PASSAGE >>
-- Start --

# table saw sled 1 or 2 fences



## smiley65 (15 Sep 2017)

im looking at making a table saw sled and have watched several vids on youtube on how to make one,the only thing im not to sure about is whether to have front and rear fence or just a rear fence that way i can keep blade gaurd on for the dust extraction any ideas?


----------



## MattRoberts (16 Sep 2017)

If your sled runs in both mitre slots, you need a front and back fence to keep the two halves of the sled together (as the blade will cut it in half!).

If you're using only one mitre slot (more of a panel sled) then you only need one fence, usually at the front


----------



## smiley65 (20 Sep 2017)

the reason i was thinking of just one fence ie the one you push through on was to make it possible to keep blade guard on and dust extraction


----------



## rafezetter (21 Sep 2017)

There is another alternative - Mattroberts is correct that the front fence is required to keep it together, but with some ingenuity you could have both.

First you'll need to make the sled long enough to accomodate the blade AND the largest sized cuts you think you'll make REGULARLY, then make the front fence movable. 

If it was me I'd use a pin hinge of some kind on one outer edge so the front face swings out the way to allow you to slot it into place on the blade, then swing the front fence back and lock it down.

If you make the fence an L shape with the horizontal at the back you could put some T nuts countersunk into the sled base underneath and use some short bolts (with homemade handles) to go through the flat part of the L and into the T nuts to lock the front fence down. Make sure once they are fully tight to grind off the excess so it doesn't catch the smooth surface.

If you are using a smaller table saw you could add longer stabilizers either side of the tablesaw surface to increase the capacity front to back - either stable hardwood or steel angle. I've seen this done on several smaller tablesaws to allow people to cut sheet material through it.

-- End --

DATA ROWS >>
-- Start --

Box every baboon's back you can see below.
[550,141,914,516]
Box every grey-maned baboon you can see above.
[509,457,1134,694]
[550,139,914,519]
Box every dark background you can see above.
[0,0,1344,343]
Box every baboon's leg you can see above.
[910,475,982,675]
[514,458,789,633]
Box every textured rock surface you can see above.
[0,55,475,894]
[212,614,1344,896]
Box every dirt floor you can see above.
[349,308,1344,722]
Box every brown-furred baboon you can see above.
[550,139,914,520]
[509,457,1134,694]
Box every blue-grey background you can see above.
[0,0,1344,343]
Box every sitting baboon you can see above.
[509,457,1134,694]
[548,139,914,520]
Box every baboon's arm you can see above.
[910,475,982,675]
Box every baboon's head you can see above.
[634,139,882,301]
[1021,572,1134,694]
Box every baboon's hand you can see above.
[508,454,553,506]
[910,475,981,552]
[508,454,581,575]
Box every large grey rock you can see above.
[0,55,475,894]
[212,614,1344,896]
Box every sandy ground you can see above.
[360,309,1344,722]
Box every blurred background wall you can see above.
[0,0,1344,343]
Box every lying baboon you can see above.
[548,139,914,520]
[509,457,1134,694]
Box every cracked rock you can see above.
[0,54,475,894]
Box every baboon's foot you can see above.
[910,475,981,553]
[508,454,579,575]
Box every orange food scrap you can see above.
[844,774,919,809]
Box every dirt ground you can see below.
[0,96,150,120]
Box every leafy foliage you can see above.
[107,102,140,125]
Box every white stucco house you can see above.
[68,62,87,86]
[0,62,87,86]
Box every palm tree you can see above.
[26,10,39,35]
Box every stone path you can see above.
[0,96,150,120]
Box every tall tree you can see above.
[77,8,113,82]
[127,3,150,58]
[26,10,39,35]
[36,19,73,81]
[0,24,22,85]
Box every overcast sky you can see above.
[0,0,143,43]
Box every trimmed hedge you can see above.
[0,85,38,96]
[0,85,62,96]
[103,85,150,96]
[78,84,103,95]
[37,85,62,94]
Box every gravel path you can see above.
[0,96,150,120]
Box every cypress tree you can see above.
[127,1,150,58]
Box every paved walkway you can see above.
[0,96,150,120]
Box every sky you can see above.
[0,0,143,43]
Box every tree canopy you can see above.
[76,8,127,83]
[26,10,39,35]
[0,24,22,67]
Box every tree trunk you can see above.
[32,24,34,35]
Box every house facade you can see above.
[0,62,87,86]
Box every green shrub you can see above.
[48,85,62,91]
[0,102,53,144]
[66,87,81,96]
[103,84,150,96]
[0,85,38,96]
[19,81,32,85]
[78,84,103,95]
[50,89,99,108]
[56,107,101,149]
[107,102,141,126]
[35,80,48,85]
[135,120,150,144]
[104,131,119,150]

-- End --

REQUESTS >>
1) Write out the part of the table saw sled thread from "# table saw" to "(16 Sep 2017)" word for word.
2) Extend the table saw sled thread from the point where it ends.
The material has no connection to the forum thread about table saw sleds.

RESPONSES FOR EACH TASK >>
1)
# table saw sled 1 or 2 fences



## smiley65 (15 Sep 2017)

im looking at making a table saw sled and have watched several vids on youtube on how to make one,the only thing im not to sure about is whether to have front and rear fence or just a rear fence that way i can keep blade gaurd on for the dust extraction any ideas?


----------



## MattRoberts (16 Sep 2017)

2)
Either that or take the guard and extraction off the blade and incorporate it into the sled system - hmm... a central flat bar over where the blade cuts, made of perspex for visual clarity, a couple of wood beams attached to stiffen it then add those sort of draft excluder bristle things attched both sides and down to the sled to create a sort of "movable curtain barrier" so wood will slid in and out and they will move as you cut, but will help keep the sawdust inside that area and hook up a vaccum to a port in the perspex.

Won't be 100% but it'll get the worst of it I guess?

what do you think?


----------



## smiley65 (21 Sep 2017)

I see what you mean,i watched a video on youtube by (make something) he makes a sled with just the rear fence which is what i meant in my post sorry if not worded correctly,it seems a really good idea allowing guard and dust extraction to remain in place,although in his vid he doesnt keep those in place. His way of doing it seems good,take a look and see what you think?


----------



## MattRoberts (21 Sep 2017)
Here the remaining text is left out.